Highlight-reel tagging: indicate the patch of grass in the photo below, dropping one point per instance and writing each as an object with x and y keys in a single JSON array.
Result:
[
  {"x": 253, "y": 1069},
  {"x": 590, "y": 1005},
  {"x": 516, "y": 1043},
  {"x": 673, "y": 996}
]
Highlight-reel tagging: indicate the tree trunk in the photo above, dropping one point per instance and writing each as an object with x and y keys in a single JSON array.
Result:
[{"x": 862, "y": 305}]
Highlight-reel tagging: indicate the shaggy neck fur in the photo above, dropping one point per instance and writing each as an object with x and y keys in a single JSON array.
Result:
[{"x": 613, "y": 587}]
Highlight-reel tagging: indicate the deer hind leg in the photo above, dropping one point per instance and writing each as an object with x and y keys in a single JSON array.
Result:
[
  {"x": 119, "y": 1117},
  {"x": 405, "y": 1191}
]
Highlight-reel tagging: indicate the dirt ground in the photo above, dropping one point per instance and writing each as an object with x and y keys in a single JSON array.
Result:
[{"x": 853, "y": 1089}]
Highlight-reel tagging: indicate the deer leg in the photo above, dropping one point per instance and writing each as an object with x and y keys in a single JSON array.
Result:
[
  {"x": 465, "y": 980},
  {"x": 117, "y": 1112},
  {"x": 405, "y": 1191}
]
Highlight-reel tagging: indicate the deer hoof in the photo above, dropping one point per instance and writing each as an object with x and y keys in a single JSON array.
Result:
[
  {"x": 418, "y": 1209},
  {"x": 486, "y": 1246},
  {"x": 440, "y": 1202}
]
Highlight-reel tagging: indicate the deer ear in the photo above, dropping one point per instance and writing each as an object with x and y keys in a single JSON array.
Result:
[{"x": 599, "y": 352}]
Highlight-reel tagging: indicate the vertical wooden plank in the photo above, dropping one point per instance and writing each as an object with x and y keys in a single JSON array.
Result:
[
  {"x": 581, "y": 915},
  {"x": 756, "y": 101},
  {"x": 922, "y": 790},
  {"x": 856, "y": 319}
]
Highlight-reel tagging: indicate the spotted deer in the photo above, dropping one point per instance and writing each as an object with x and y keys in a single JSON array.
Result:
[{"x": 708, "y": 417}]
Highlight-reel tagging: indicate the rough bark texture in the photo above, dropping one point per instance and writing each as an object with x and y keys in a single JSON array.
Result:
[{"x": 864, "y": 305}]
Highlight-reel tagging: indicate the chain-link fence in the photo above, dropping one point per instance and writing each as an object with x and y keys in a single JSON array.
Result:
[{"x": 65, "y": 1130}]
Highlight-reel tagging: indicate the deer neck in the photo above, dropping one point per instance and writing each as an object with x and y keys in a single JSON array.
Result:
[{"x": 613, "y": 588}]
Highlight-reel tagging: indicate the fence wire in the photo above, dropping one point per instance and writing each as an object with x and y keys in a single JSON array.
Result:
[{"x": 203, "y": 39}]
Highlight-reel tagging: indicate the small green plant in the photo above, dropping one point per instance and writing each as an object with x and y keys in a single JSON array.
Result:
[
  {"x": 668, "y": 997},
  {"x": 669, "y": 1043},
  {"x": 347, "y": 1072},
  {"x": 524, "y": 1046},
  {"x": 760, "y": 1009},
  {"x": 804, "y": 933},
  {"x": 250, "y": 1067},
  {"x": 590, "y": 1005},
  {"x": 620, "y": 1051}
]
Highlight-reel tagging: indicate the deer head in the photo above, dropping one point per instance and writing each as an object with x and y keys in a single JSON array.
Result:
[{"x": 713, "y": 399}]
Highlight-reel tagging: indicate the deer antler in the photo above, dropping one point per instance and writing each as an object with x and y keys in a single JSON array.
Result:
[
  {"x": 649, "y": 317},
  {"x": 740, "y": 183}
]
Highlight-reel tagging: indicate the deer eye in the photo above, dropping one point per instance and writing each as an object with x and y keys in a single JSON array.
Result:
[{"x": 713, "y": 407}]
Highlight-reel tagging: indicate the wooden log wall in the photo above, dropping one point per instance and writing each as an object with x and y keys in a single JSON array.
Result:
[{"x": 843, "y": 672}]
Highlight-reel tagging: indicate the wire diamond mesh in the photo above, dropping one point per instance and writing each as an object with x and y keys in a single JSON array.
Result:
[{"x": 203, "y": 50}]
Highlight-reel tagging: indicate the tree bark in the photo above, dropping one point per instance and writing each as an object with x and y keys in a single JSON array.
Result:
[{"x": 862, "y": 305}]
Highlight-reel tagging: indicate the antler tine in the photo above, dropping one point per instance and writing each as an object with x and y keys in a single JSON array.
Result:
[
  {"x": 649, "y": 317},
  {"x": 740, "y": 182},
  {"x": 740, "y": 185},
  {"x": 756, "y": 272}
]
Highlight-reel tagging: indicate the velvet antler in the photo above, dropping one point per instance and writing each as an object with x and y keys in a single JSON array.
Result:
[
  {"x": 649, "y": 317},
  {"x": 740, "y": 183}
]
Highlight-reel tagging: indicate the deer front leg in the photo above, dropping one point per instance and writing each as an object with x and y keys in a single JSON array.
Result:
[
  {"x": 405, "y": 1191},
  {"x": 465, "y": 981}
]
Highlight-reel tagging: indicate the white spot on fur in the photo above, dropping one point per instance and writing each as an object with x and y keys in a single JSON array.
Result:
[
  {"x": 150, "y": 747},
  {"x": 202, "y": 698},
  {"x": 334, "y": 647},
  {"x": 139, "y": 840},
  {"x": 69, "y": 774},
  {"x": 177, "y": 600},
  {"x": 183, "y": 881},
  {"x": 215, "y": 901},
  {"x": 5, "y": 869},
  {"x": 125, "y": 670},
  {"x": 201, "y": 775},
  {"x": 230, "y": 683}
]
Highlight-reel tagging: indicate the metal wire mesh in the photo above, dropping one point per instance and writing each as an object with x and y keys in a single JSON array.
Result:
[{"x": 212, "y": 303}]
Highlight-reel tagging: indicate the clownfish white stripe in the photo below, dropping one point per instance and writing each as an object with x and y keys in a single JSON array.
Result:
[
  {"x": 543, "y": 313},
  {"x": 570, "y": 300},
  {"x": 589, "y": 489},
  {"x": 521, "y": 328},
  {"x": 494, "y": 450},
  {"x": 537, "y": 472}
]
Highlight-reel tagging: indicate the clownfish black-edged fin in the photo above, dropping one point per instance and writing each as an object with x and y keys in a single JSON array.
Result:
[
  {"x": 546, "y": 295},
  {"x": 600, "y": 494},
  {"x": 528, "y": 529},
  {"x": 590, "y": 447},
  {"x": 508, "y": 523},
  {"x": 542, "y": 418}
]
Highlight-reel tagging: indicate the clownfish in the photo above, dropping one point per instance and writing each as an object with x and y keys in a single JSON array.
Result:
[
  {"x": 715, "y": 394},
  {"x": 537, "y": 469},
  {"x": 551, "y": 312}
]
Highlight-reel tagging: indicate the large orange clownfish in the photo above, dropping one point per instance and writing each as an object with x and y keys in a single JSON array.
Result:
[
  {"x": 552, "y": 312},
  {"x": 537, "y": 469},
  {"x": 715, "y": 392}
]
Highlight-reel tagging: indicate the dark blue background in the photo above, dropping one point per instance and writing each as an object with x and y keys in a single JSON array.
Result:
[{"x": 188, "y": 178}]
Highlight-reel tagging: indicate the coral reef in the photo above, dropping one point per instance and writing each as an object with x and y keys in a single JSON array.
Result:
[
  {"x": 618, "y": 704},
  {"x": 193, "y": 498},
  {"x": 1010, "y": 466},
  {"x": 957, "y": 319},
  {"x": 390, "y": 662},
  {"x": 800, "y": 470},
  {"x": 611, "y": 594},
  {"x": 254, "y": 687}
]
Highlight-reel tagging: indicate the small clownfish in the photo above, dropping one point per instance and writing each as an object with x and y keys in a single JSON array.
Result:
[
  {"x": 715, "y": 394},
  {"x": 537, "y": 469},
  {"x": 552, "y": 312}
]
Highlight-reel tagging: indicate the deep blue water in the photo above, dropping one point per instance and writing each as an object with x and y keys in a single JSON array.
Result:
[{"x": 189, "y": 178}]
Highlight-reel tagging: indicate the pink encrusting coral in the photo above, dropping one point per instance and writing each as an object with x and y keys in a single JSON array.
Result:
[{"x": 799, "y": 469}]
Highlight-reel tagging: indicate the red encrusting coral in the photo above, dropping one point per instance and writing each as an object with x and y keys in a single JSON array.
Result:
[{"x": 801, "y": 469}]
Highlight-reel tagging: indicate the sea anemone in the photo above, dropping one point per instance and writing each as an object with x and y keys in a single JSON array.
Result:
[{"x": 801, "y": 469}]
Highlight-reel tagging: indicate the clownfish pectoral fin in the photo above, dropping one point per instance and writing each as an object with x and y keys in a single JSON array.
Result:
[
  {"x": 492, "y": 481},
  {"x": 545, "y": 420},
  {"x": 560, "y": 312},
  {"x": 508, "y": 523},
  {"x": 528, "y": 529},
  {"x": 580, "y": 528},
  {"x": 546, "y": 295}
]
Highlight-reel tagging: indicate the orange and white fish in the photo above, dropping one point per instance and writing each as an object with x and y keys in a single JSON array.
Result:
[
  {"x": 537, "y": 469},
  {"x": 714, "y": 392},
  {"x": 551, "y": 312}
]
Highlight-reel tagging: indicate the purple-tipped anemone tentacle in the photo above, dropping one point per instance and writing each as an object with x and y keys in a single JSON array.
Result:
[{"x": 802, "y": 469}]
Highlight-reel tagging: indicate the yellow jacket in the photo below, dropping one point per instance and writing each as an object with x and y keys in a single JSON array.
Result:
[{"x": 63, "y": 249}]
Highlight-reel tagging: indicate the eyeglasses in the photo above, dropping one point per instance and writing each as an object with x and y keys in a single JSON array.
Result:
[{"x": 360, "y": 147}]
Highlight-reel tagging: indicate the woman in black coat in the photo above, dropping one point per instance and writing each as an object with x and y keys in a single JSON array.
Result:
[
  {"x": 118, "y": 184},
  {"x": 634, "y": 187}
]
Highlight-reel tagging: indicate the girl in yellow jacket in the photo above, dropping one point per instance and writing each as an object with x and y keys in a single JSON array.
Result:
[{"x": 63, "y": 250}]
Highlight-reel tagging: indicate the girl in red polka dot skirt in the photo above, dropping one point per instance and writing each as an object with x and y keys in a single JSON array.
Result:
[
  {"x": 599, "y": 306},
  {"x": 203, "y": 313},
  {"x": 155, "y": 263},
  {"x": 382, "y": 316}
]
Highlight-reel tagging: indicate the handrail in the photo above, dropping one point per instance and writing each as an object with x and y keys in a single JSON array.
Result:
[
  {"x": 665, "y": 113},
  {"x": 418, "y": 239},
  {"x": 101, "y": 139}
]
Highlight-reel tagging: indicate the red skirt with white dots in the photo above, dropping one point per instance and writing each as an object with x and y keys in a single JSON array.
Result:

What the task asks: Everything from the line containing "Highlight-reel tagging: indicate the purple-tipped" to the last line of the entries above should be quoted exactly, and only that.

Solution to the exercise:
Highlight-reel tagging: indicate the purple-tipped anemone tentacle in the photo above, dropping one point per instance and writing each as an object with x and y keys in a single JSON array.
Result:
[{"x": 802, "y": 469}]
Highlight-reel tagging: indicate the yellow jacket in the photo below, dropping one point per instance and writing each as an object with x and y keys in a single JSON array.
Result:
[{"x": 63, "y": 249}]
Highlight-reel tagging: indicate the eyeglasses in the photo above, dropping one point per instance and writing each as an object with x and y keys in a single JSON array.
Result:
[{"x": 360, "y": 147}]
Highlight-reel tagging: indicate the woman in black coat in the photo above, dropping one point per instance and writing each as an object with x and y keys in a single JSON array.
Result:
[
  {"x": 118, "y": 184},
  {"x": 634, "y": 187}
]
Highlight-reel tagging: indicate the girl in yellow jacket in the photo above, dropping one point per instance and writing each as an object with x and y keys in a single JSON array.
Result:
[{"x": 63, "y": 250}]
Highlight-reel tagging: indicate the girl in red polka dot skirt in the photo above, dropping one point per instance and writing each as an object with x and y keys in a single JSON array.
Result:
[
  {"x": 599, "y": 306},
  {"x": 203, "y": 313},
  {"x": 155, "y": 263},
  {"x": 382, "y": 316}
]
Highlight-reel tagging: indicate the handrail in the photo above, dropping one point per instance and writing each as an object with x and y keys in a single JSON array.
Result:
[
  {"x": 665, "y": 113},
  {"x": 418, "y": 239},
  {"x": 101, "y": 139}
]
Highlight-reel tagging: indicate the red skirt with white dots in the photo above, dropping one point per instance and writing each as an object with x and y keys in a single JSON array.
Result:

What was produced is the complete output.